> **What to do**
Repeat the records below word for word, all of them, without changing anything.

> **Information given**
########################################

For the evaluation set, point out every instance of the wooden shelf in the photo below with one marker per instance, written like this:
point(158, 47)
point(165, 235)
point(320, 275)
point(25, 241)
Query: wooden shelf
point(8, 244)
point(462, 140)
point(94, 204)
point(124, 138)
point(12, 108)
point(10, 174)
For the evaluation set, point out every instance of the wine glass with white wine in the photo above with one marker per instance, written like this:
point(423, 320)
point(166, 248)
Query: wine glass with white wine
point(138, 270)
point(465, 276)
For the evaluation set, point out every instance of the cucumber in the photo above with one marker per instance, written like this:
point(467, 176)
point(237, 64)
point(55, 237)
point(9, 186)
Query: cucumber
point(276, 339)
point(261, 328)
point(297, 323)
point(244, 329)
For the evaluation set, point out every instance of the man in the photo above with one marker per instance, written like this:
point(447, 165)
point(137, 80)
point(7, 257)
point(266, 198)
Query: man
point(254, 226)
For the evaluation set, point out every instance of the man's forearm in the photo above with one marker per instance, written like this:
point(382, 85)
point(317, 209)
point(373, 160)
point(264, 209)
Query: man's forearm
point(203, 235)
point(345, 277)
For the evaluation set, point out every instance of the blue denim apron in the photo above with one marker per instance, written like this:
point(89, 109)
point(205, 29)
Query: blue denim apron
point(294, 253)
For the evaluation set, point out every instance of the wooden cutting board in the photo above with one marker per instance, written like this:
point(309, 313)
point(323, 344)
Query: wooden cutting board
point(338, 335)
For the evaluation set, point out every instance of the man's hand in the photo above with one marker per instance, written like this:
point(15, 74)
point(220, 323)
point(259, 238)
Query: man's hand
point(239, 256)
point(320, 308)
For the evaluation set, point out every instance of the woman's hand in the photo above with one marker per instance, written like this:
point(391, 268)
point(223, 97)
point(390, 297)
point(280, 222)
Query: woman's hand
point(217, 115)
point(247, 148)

########################################

> **Result for this exercise**
For the evaluation set, point out every instance of the wooden shelf in the photo below with one marker per instance, written like this:
point(158, 47)
point(165, 235)
point(320, 275)
point(25, 241)
Query: wooden shelf
point(8, 244)
point(462, 140)
point(94, 204)
point(124, 138)
point(12, 108)
point(10, 174)
For the evaluation set, point out every instance of the wine glass with white wine in the photo above with one marker per instance, written like this:
point(423, 320)
point(166, 248)
Query: wine glass with white wine
point(138, 270)
point(465, 276)
For the evaluation set, point out every instance of the cucumber in the photo above with one marker per instance, written like this:
point(467, 176)
point(237, 64)
point(55, 237)
point(9, 186)
Query: cucumber
point(276, 339)
point(261, 328)
point(297, 323)
point(244, 329)
For the evaluation set, point out every instance of the man in the photo above with one marker per instance, written like this:
point(447, 165)
point(137, 80)
point(7, 257)
point(266, 198)
Query: man
point(254, 226)
For the evaluation set, point out every instance of the man's forearm in the photo above with one marker per instance, written like this:
point(382, 85)
point(317, 209)
point(373, 160)
point(264, 209)
Query: man's forearm
point(203, 235)
point(345, 277)
For the evaluation set, point out every instance of the blue denim apron in the photo above with one marker per instance, written like this:
point(89, 109)
point(205, 29)
Query: blue denim apron
point(294, 253)
For the evaluation set, point out every instance of the wooden cutting board in the photo above with one marker per instance, written like this:
point(309, 313)
point(323, 344)
Query: wooden cutting board
point(338, 335)
For the evaluation set, point out every instance of the man's hand in the photo above with one marker per instance, written like this:
point(15, 74)
point(220, 323)
point(259, 238)
Query: man's hand
point(239, 256)
point(320, 308)
For the evaluation set, point out every instance of the woman's hand in the photo above with one marker per instance, written like this:
point(391, 268)
point(223, 97)
point(390, 297)
point(280, 222)
Query: woman's hand
point(217, 115)
point(247, 148)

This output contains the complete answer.